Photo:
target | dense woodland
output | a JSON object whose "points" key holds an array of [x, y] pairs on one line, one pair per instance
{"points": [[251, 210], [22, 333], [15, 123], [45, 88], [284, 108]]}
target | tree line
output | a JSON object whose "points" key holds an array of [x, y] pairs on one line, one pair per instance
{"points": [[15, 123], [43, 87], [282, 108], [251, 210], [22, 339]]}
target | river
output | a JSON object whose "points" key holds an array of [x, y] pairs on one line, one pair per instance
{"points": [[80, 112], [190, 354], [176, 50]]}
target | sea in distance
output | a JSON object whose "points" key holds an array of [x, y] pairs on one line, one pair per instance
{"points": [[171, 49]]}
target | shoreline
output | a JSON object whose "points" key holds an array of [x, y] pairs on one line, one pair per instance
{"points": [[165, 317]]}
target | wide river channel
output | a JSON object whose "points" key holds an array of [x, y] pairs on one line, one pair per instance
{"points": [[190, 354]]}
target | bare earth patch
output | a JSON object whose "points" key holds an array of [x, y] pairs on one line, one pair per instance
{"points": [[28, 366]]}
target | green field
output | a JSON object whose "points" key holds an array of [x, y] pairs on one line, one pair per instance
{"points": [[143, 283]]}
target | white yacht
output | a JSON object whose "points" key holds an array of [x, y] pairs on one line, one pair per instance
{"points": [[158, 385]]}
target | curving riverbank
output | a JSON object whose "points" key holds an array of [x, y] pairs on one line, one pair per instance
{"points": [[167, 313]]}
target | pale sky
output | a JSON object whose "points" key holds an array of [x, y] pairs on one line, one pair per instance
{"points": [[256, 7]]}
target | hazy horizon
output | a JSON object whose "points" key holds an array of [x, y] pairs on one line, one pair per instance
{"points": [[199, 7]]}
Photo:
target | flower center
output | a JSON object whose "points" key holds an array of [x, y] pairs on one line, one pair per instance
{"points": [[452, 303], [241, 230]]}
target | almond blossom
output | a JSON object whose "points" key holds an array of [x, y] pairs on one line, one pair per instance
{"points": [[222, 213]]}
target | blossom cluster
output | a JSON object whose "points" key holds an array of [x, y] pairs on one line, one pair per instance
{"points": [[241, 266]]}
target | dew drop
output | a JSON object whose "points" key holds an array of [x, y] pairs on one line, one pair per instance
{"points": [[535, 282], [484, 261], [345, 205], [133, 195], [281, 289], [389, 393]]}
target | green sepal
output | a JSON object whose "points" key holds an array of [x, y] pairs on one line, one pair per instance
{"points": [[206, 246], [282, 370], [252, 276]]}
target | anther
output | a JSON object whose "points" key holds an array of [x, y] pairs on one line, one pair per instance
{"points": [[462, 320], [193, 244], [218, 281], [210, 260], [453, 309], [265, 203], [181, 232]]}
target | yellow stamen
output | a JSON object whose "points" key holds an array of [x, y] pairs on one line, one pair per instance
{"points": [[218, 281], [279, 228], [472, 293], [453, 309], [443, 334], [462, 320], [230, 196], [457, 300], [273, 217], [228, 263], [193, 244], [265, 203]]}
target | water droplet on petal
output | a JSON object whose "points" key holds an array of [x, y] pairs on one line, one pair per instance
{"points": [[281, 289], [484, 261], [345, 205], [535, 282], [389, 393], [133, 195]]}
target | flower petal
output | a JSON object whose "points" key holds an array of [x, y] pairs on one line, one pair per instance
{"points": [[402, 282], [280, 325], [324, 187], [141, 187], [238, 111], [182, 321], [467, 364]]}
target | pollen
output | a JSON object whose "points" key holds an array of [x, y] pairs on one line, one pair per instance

**BRIEF:**
Could you give all of the lines above back with "instance" switched to "match" everywhere it occurs, leaving everything else unchanged?

**OUTPUT OF THE TASK:**
Photo:
target | dense woodland
output | a JSON object whose "points" key holds an array of [x, y] pairs on one line, one pair per match
{"points": [[251, 210], [22, 333], [15, 123], [45, 88], [284, 108]]}
target | tree line
output | a JSON object whose "points" key holds an array of [x, y] pairs on one line, one pair per match
{"points": [[15, 123], [43, 87], [282, 108], [251, 210], [22, 339]]}
target | river
output | a JSON object whose "points" key holds an array of [x, y] pairs on one line, one pair per match
{"points": [[80, 112], [190, 354], [176, 50]]}
target | sea in distance
output | a JSON object whose "points" key holds an array of [x, y] pairs on one line, one pair per match
{"points": [[171, 49]]}
target | shoreline
output | a JSON object whose "points" key holds an array of [x, y] pairs on one line, one pair per match
{"points": [[165, 317]]}
target | wide river channel
output | a JSON object whose "points" key holds an array of [x, y] pairs on one line, one pair per match
{"points": [[190, 354]]}
target | bare earth patch
output | a JSON object whose "points" key holds an array of [x, y] pairs on one line, one pair per match
{"points": [[28, 366]]}
target | green field
output | a JSON object whose "points" key holds an array of [x, y] pairs on one line, one pair per match
{"points": [[143, 283]]}
target | white yacht
output | a JSON object whose "points" key holds an array of [x, y] pairs on one line, one pair per match
{"points": [[158, 385]]}
target | curving riverbank
output | a JSON object whose "points" key holds an array of [x, y] pairs on one line, one pair per match
{"points": [[167, 313]]}
target | pale sky
output | a JSON object whose "points" key holds an array of [x, y] pairs on one line, one pair per match
{"points": [[256, 7]]}
target | hazy horizon
output | a JSON object whose "points" key holds an array of [x, y] pairs on one line, one pair per match
{"points": [[199, 7]]}
Photo:
target | flower center
output | a JSON object whose "points" key holds an array of [x, y] pairs on one line, one pair per match
{"points": [[452, 303], [241, 230]]}
target | almond blossom
output | a JSON object whose "points" key holds an array of [x, y] pairs on one line, one pair per match
{"points": [[222, 213]]}
target | blossom cluster
output | a JSON object whose "points" key holds an array of [x, y] pairs on one line, one pair per match
{"points": [[241, 266]]}
target | dew drop
output | a JSON object whose "points" key holds an array of [x, y] pairs on one line, one pair per match
{"points": [[535, 282], [484, 261], [345, 205], [133, 195], [281, 289], [389, 393]]}
target | green sepal
output | a JSON object whose "points" key holds an array of [x, y] pairs on one line, one pair per match
{"points": [[206, 246], [282, 370], [252, 276]]}
target | anther
output | a JSON object whose "points" key holds an array of [x, y] pairs on one line, one pair per match
{"points": [[462, 320], [193, 244], [218, 281], [210, 260], [453, 309], [265, 203], [181, 232]]}
target | yellow stamen
output | a JSON object whose "points" key holds an array of [x, y] pairs on one line, one pair per match
{"points": [[218, 281], [279, 228], [472, 293], [453, 309], [443, 334], [462, 320], [230, 196], [457, 300], [273, 217], [228, 263], [193, 244], [265, 203]]}
target | water droplet on petal
output | a JSON object whose "points" key holds an array of [x, y] pairs on one line, one pair per match
{"points": [[281, 289], [484, 261], [345, 205], [535, 282], [389, 393], [133, 195]]}
target | flower petal
output | a JSON object whose "points" key holds an array of [x, y] pairs on one line, one pair per match
{"points": [[402, 282], [280, 325], [324, 187], [141, 187], [238, 111], [182, 321], [467, 364]]}
target | pollen
output | a JSON object whose "points" key holds an array of [x, y] pairs on one line, one pair per match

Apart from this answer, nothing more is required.